Given passage:
:::::

Abstract

The Stockton Deep Water Ship Channel, a stretch of the tidal San Joaquin River, is frequently subject to low dissolved oxygen conditions and annually violates regional water quality objectives. Underlying mechanisms are examined here using the long-term water quality data, and the efficacy of possible solutions using time-series regression models. Hypoxia is most common during June-September, immediately downstream of where the river enters the Ship Channel. At the annual scale, ammonium loading from the Regional Wastewater Control Facility has the largest identifiable effect on year-to-year variability. The longer-term upward trend in ammonium loads, which have been increasing over 10% per year, also corresponds to a longer-term downward trend in dissolved oxygen during summer. At the monthly scale, river flow, loading of wastewater ammonium and river phytoplankton, Ship Channel temperature, and Ship Channel phytoplankton are all significant in determining hypoxia. Over the recent historical range (1983–2003), wastewater ammonium and river phytoplankton have played a similar role in the monthly variability of the dissolved oxygen deficit, but river discharge has the strongest effect. Model scenarios imply that control of either river phytoplankton or wastewater ammonium load alone would be insufficient to eliminate hypoxia. Both must be strongly reduced, or reduction of one must be combined with increases in net discharge to the Ship Channel. Model scenarios imply that preventing discharge down Old River with a barrier markedly reduces hypoxia in the Ship Channel. With the Old River barrier in place, unimpaired or full natural flow at Vernalis would have led to about the same frequency of hypoxia that has occurred with actual flows since the early 1980s.

:::::

Written request: Using the Ship Channel abstract, explain what the model scenarios indicate about reducing only river phytoplankton or only wastewater ammonium, and what is needed instead to eliminate hypoxia.

Information shown:
:::::

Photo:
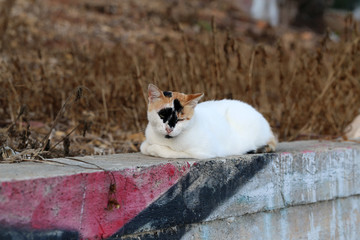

:::::

Answer: The model scenarios imply that controlling either river phytoplankton or wastewater ammonium load alone would be insufficient to eliminate hypoxia. Both must be strongly reduced, or the reduction of one must be combined with increases in net discharge to the Ship Channel.